→ **SHORT TASK**
From the line containing "Where can you see the grey" to the end of the listing, write out every line exactly; leave out everything else.

====== ENTRIES SHOWN

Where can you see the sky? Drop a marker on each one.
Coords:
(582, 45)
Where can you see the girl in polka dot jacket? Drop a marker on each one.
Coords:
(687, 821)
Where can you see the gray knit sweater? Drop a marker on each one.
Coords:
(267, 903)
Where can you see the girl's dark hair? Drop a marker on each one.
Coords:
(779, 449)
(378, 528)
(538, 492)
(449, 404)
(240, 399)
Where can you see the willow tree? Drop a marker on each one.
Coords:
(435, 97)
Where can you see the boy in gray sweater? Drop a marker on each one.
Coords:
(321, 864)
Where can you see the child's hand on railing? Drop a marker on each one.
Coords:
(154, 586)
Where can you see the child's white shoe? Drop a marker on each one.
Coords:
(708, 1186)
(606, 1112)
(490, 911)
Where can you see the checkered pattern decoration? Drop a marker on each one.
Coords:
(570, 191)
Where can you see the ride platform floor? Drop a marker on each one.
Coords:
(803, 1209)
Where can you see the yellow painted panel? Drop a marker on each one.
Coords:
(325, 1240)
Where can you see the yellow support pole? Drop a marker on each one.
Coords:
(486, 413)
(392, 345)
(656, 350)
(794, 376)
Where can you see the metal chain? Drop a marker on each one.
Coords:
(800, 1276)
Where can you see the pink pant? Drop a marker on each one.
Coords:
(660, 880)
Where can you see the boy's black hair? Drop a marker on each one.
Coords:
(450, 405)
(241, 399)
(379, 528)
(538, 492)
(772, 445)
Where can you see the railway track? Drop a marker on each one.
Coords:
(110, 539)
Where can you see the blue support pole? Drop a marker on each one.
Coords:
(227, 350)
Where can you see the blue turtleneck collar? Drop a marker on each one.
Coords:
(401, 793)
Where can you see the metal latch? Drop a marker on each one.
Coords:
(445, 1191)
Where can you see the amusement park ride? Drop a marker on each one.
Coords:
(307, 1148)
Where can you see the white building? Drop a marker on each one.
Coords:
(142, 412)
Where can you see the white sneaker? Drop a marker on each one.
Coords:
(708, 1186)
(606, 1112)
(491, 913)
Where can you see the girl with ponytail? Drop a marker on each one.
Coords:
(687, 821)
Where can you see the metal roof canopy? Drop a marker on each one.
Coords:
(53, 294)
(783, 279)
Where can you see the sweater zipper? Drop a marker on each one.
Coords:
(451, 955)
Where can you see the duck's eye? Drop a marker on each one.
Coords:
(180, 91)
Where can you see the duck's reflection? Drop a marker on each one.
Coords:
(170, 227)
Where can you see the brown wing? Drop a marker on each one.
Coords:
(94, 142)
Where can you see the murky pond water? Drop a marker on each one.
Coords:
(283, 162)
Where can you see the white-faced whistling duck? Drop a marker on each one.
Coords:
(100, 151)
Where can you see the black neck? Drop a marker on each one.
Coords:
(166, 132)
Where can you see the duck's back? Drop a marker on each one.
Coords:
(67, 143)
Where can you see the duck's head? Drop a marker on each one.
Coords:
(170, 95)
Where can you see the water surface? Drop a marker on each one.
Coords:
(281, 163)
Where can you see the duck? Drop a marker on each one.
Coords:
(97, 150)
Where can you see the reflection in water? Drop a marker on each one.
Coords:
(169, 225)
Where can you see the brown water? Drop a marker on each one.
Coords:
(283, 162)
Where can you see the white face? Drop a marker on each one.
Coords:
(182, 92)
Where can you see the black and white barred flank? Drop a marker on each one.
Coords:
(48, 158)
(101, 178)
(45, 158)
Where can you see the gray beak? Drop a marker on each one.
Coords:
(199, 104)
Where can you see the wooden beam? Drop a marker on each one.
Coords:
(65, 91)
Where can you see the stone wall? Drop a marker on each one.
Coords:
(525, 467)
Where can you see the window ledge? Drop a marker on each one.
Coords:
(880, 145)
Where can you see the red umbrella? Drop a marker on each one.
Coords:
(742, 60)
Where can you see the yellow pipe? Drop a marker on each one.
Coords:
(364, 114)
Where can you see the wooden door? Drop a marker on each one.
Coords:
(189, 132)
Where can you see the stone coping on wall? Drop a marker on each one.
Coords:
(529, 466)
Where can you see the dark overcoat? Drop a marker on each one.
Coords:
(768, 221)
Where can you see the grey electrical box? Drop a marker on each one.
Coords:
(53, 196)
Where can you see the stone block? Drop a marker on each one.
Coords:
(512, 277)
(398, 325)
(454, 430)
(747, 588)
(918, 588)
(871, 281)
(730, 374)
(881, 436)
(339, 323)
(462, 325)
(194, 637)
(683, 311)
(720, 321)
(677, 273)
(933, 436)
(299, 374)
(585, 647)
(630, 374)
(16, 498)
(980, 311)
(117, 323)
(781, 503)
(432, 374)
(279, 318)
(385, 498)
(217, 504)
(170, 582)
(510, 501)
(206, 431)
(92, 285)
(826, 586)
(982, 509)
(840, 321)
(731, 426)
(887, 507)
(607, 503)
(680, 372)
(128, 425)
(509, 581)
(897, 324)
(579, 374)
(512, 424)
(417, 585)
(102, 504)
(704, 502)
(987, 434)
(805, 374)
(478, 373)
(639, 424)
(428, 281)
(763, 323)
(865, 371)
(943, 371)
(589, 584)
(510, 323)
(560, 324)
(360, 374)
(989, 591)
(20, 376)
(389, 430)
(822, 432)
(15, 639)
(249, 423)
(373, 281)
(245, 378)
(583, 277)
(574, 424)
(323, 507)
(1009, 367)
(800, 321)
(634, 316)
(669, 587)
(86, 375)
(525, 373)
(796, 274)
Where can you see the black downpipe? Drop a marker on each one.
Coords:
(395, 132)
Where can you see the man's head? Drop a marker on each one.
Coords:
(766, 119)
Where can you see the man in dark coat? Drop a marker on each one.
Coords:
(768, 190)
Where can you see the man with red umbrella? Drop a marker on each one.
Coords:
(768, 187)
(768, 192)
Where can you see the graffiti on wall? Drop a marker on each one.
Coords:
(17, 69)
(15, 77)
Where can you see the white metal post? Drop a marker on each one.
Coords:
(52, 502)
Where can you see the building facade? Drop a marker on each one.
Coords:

============

→ **FINAL RESULT**
Where can you see the grey electrical box? Drop a marker on each one.
Coords:
(53, 196)
Where can you see the stone block? Drop a marker on each one.
Coords:
(512, 277)
(398, 325)
(454, 430)
(747, 588)
(918, 588)
(871, 281)
(730, 374)
(881, 436)
(339, 323)
(462, 325)
(194, 637)
(683, 311)
(720, 321)
(677, 273)
(933, 436)
(299, 374)
(585, 647)
(630, 374)
(16, 498)
(980, 311)
(117, 323)
(781, 503)
(432, 374)
(279, 318)
(385, 498)
(217, 504)
(170, 582)
(510, 501)
(206, 431)
(92, 285)
(826, 586)
(982, 509)
(840, 321)
(731, 426)
(887, 507)
(607, 503)
(680, 372)
(128, 425)
(509, 581)
(897, 324)
(579, 374)
(512, 424)
(417, 585)
(102, 504)
(704, 502)
(987, 434)
(805, 374)
(478, 373)
(639, 424)
(428, 281)
(763, 323)
(865, 371)
(943, 371)
(589, 584)
(510, 323)
(560, 324)
(360, 374)
(989, 591)
(20, 376)
(389, 430)
(822, 432)
(15, 639)
(249, 423)
(373, 281)
(245, 378)
(583, 277)
(574, 424)
(323, 507)
(1009, 367)
(800, 321)
(634, 316)
(669, 587)
(86, 375)
(525, 373)
(796, 274)
Where can you see the black downpipe? Drop a marker on each one.
Coords:
(395, 132)
Where can you see the man's head? Drop a marker on each one.
Coords:
(766, 119)
Where can you see the man in dark coat? Drop a marker on each one.
Coords:
(768, 190)
Where can you see the man with red umbrella? Drop a marker on each one.
Coords:
(768, 187)
(768, 192)
Where can you see the graffiti on wall? Drop a marker on each one.
Coords:
(17, 69)
(15, 77)
Where can you see the white metal post? Drop a marker on each one.
Coords:
(52, 502)
Where can you see the building facade? Drop a marker on each one.
Coords:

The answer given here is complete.